Belton with Browston is a civil parish in the English county of Norfolk. Historically part of Suffolk, the parish consists of the villages of Belton and Browston Green, and is situated some 5 miles (8 km) south-west of the town of Great Yarmouth and 6 miles (10 km) north-west of the Suffolk town of Lowestoft.

The civil parish has an area of 3.23 square miles (8.36 square km) and in the 2001 census had a population of 4,098 in 1,589 households, the population reducing to 3,805 at the 2011 Census. For the purposes of local government, the parish today falls within the district of Great Yarmouth. However prior to the Local Government Act 1972, the parish was within Lothingland Rural District in Suffolk. It is connected to Yarmouth by bus services 6B and 7 and to Norwich by the X11 service, operated by First Norfolk & Suffolk.

History
The earliest evidence of human inhabitation is a flint axehead from the Palaeolithic period. The fort at nearby Burgh Castle along with finds of coins and pottery indicate that the area was inhabited throughout the Roman Britain period.

Belton (as Beletun) and Browston (as Brockestuna) are both mentioned in Domesday book, published after the Norman Invasion of 1066. The population was probably around 50–60 in each of the villages.

During the medieval period, Belton and Browston were essentially agricultural communities and evidence has indicated that Browston could have been the larger of the two during this time. There is no mention of a church in Belton at the time of Domesday book. The earliest record of the church is in the time of Henry I who ruled from 1100 to 1135. Judging by architectural style, the current church building dates form the 1300s with major restoration work taking place from 1837 Rev Revd Francis Howes and his family. The tower was rebuilt in 1849.

Belton was affected by the Great Plague of 1665, even though it is associated with London. The parish register lists 13 burials with 7 listed as "plague". At the time, three or four burials a year was normal.

Belton continued as a small farming community and in 1858,  Belton Station was opened, giving the village a railway link to Great Yarmouth and London. This helped the local farming industry as Belton became a market garden providing to markets in nearby Yarmouth and as far as London.

Belton at war 
Belton Common was used by the Suffolk Regiment for military and training purposes during World War I. As German U-Boats disrupted imports, Belton was used to grow produce with various schemes such as growing potatoes in allotments and gardens.

During World War II the Royal Norfolk Regiment were billeted in Belton with many local people sharing their homes with the soldiers. Belton's most famous incident of the war was when American B-24 Liberator bomber "Belle of the East" crash landed near Sandy Lane. The crew survived the crash and were aided by the villagers.  A plaque on the Tavern pub commemorates the incident with a nearby street bearing the name "Belle of the East Way".

Belton hosted evacuees from Romford, Essex and a few settled in the village. Belton experienced at least one air raid with around two thousand bombs being dropped mostly on the village common.

Post war 
After 1950 the population of the village increased greatly, especially during the rapid expansion of the 1970s. On 26 September 1990 the parish was renamed from "Belton" to "Belton with Browston".

··········

**SHORT EXERCISE 1:** Condense the paragraph of the text on Belton with Browston that begins "During World War II the Royal Norfolk Regiment" into a short bulleted list that keeps its main facts.

··········

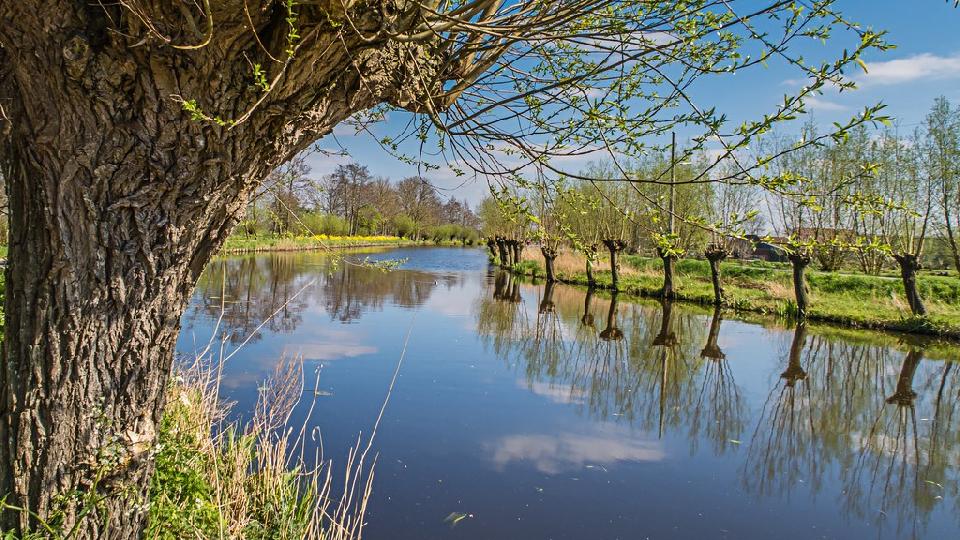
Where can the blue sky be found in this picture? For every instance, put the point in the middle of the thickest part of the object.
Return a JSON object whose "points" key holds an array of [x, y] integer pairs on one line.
{"points": [[925, 64]]}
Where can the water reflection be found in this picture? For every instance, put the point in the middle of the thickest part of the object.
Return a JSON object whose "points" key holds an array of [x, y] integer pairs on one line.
{"points": [[637, 415], [872, 418], [245, 291]]}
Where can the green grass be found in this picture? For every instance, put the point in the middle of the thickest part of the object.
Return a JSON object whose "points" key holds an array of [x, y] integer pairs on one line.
{"points": [[860, 301]]}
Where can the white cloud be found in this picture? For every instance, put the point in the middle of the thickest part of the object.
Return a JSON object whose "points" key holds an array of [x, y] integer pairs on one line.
{"points": [[556, 453], [323, 163], [820, 104], [555, 393], [920, 67]]}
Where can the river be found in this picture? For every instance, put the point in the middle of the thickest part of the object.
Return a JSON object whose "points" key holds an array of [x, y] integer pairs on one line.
{"points": [[536, 413]]}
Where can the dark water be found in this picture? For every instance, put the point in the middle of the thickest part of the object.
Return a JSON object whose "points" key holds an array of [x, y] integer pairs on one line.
{"points": [[542, 420]]}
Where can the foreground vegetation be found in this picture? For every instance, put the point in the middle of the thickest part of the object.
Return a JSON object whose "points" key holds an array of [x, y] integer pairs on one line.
{"points": [[216, 480], [219, 479], [851, 299]]}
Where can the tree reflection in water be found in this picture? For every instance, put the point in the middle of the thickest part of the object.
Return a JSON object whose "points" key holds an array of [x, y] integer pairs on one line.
{"points": [[243, 292], [838, 411]]}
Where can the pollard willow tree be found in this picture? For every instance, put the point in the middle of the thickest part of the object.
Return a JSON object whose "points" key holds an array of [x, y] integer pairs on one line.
{"points": [[133, 134]]}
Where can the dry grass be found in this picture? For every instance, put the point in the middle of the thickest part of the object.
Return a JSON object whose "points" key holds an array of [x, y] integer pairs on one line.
{"points": [[257, 480]]}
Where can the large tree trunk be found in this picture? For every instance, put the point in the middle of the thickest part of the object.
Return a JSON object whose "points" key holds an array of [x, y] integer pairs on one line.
{"points": [[799, 260], [909, 264], [103, 259], [715, 255], [549, 255], [667, 292], [614, 247], [119, 197]]}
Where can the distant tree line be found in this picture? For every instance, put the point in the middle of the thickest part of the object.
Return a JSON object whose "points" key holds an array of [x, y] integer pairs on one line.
{"points": [[869, 199], [351, 201]]}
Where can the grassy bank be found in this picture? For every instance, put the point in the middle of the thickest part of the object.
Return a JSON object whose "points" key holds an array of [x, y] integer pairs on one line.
{"points": [[216, 480], [861, 301], [240, 243]]}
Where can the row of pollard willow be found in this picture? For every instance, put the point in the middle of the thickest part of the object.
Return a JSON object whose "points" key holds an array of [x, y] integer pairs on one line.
{"points": [[508, 251]]}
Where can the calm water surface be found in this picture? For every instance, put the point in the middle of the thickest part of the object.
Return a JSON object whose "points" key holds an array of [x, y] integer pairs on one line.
{"points": [[549, 413]]}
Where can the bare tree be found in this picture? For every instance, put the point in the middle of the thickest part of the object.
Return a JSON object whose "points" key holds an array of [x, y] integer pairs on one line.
{"points": [[134, 133]]}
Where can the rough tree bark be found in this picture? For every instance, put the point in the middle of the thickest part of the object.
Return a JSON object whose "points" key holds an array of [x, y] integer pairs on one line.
{"points": [[666, 337], [587, 319], [612, 332], [904, 394], [667, 292], [502, 248], [492, 246], [590, 255], [119, 198], [800, 260], [712, 349], [715, 255], [546, 303], [795, 371], [517, 246], [909, 264], [549, 255], [614, 247]]}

··········

**SHORT EXERCISE 2:** Select every line of the entries that contains the word "pollard".

**OUTPUT 1:**
- The Royal Norfolk Regiment was billeted in Belton during World War II, and many local people shared their homes with the soldiers.
- The village's most famous wartime incident was the crash landing of the American B-24 Liberator bomber "Belle of the East" near Sandy Lane.
- The crew survived, and villagers helped them.
- A plaque on the Tavern pub commemorates the incident, and a nearby street is named "Belle of the East Way".

**OUTPUT 2:**
Where can the pollard willow tree be found in this picture? For every instance, put the point in the middle of the thickest part of the object.
Where can the row of pollard willow be found in this picture? For every instance, put the point in the middle of the thickest part of the object.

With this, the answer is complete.